## [Provided text]
Study: Two out of Five Drivers Admit to Falling Asleep at the Wheel
WASHINGTON - Two out of every five drivers (41 percent) admit to having fallen asleep at the wheel at some point, with one in ten saying they've done so in the past year, according to a new AAA Foundation for Traffic Safety study. More than a quarter of those surveyed admitted they drove despite being so tired that they had difficulty keeping their eyes open in the previous month.
Eighty-five percent of drivers surveyed felt it was "completely unacceptable" for someone to drive if they are so tired they are having trouble keeping their eyes open. Unfortunately, drivers may not always be aware of the effects of fatigue resulting from a lack of sleep.
A new analysis of National Highway Traffic Safety Administration crash data estimates that about one in six (16.5 percent) deadly crashes, one in eight crashes resulting in occupant hospitalization and one in fourteen crashes in which a vehicle was towed involve a driver who is drowsy. These percentages are substantially higher than most previous estimates, suggesting that the contribution of drowsy driving to motor vehicle crashes, injuries, and deaths has not been fully appreciated.

## [Raw data]
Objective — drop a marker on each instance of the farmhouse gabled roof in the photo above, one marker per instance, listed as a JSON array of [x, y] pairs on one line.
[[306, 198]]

## [Problems to solve]
A – Write out the passage of the drowsy driving study text above word for word, starting at "Eighty-five percent of" and ending at "lack of sleep.".
B – According to the drowsy driving study text, about what share of deadly crashes involve a drowsy driver?

## [Responses]
A –
Eighty-five percent of drivers surveyed felt it was "completely unacceptable" for someone to drive if they are so tired they are having trouble keeping their eyes open. Unfortunately, drivers may not always be aware of the effects of fatigue resulting from a lack of sleep.

B – About one in six (16.5 percent).